### GOAL
Extract and copy every line below that contains the word "tree".

### Lines of data
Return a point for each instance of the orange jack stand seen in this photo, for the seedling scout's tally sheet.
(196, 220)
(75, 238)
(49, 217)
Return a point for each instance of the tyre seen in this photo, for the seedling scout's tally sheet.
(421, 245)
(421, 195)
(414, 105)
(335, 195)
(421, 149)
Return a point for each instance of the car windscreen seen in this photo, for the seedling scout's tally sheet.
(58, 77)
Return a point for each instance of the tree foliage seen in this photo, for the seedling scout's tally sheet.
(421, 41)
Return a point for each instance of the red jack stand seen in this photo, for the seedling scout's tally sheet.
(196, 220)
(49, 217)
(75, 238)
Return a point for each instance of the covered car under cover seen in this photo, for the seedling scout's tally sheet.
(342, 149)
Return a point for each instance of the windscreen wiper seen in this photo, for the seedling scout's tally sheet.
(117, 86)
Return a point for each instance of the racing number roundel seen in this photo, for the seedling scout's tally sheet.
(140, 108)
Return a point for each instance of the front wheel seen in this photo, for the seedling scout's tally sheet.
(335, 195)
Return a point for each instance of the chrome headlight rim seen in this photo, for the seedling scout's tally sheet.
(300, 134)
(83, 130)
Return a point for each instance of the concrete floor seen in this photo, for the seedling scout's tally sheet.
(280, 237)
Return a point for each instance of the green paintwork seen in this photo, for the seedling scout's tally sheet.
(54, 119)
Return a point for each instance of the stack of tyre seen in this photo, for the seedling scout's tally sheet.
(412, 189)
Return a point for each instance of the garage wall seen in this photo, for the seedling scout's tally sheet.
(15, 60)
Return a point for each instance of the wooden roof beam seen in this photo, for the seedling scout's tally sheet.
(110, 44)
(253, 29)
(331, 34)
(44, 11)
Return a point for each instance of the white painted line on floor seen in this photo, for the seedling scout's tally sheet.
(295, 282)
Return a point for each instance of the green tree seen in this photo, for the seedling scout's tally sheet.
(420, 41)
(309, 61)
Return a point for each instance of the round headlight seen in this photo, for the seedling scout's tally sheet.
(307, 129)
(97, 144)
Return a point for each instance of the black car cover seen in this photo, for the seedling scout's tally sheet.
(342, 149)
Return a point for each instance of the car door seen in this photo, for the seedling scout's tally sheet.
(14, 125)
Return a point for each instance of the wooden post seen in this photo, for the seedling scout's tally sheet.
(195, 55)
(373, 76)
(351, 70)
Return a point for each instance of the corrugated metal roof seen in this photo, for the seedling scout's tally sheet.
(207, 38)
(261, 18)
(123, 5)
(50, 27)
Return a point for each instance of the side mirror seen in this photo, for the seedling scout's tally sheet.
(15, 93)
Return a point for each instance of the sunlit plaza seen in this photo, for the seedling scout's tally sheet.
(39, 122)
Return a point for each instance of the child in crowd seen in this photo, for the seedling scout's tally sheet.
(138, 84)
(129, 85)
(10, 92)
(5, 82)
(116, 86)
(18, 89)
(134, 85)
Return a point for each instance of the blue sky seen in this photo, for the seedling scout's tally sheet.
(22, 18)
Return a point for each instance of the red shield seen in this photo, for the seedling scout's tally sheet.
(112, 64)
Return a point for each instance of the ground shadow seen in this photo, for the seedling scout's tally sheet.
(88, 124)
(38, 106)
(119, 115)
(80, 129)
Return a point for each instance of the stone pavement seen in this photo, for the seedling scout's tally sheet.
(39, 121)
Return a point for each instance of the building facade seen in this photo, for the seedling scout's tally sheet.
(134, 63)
* * *
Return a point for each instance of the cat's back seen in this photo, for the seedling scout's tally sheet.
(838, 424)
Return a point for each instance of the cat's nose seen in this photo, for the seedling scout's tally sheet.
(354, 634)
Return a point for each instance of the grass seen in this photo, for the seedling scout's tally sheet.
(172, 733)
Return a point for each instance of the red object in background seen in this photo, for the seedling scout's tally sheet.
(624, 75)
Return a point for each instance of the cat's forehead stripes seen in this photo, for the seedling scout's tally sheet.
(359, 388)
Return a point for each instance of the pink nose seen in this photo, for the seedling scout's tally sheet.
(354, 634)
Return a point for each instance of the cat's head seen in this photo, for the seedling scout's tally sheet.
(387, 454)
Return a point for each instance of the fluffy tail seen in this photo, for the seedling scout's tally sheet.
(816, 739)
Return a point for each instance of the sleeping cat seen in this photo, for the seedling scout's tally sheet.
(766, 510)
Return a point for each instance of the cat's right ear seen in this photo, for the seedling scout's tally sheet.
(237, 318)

### WRITTEN ANSWER
Return a point for each instance of the tree foliage seen in this photo, for the seedling scout's tally sheet.
Return a point for each instance of the green tree seen in this photo, for the seedling scout's tally sheet.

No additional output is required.